(Provided records):
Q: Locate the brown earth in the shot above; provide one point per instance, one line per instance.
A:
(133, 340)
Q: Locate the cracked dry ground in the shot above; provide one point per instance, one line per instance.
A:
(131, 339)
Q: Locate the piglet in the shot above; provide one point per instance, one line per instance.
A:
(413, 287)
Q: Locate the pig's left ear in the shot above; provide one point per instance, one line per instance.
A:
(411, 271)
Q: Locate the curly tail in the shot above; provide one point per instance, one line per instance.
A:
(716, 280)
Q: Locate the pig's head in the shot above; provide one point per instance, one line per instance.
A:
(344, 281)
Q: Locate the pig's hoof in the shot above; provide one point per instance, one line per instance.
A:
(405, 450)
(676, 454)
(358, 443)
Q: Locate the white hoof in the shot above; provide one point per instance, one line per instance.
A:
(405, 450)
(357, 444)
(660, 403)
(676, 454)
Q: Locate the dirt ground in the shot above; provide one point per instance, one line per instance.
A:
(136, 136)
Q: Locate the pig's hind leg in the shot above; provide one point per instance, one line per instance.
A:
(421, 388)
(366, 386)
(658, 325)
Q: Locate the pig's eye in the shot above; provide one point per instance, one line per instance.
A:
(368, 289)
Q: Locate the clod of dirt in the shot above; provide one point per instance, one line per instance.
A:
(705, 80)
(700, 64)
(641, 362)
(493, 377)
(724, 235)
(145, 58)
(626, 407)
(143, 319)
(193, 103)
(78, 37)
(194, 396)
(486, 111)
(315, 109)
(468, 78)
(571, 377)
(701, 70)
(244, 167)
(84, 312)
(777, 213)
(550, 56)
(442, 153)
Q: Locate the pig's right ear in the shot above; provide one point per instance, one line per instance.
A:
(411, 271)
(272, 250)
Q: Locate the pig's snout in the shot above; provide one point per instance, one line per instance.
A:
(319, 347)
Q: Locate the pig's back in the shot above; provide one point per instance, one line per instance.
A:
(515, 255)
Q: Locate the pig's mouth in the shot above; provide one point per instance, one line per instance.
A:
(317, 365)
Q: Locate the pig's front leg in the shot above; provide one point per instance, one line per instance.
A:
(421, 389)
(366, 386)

(Prompt):
Reproduce only the records from the line containing "Q: Locate the pig's left" down to the end of the records, requests included, offsetting every coordinate in the answers by -44.

(Full answer):
Q: Locate the pig's left ear in the shot above; provide one point per instance, one line per instance.
A:
(367, 227)
Q: Locate the curly tail in the shot above; provide one point per instance, one line per instance.
A:
(672, 236)
Q: Locate the pig's head in the shot above; provide one point per instance, one line per instance.
A:
(300, 237)
Q: Locate the pig's hoof in the shot above; provide one point per instance, one line per instance.
A:
(361, 406)
(632, 410)
(314, 399)
Q: Locate the white hoof in the shot above; provide one point per instance, one line per instance.
A:
(361, 406)
(313, 400)
(616, 359)
(632, 410)
Q: Locate the dirt ground in the shot above; provide one point per instance, one line per instance.
A:
(92, 92)
Q: Locate the pig's hind leg in the shot above; provide one point per instance, one line per instance.
A:
(377, 344)
(322, 342)
(614, 281)
Q: Locate the pig's eye in the shot above; provide one point per instance, one line per instance.
A:
(324, 245)
Q: Locate the clod of dirt in the shot above; provide one point per instance, one line per instance.
A:
(661, 36)
(656, 20)
(597, 318)
(449, 333)
(680, 191)
(101, 14)
(582, 363)
(99, 275)
(149, 59)
(34, -7)
(150, 352)
(442, 67)
(271, 65)
(424, 34)
(527, 333)
(657, 26)
(200, 123)
(40, 268)
(733, 169)
(506, 12)
(398, 109)
Q: Locate the pig's right ear in the shot above; provide one point per instance, one line per instance.
A:
(367, 227)
(228, 206)
Q: Locate the pig's snout in the shot above; provide one point per instance, one line per instance.
A:
(275, 303)
Q: Locate the pig's back in the shot above; provide one point per instance, one line per instance.
A:
(471, 211)
Q: Locate the pig's mouth in the shot above; provide one point per instance, one line per instance.
A:
(273, 321)
Q: Locate the pig's front leg in the shot above; provide one point per instance, one line per instance.
A:
(377, 345)
(322, 342)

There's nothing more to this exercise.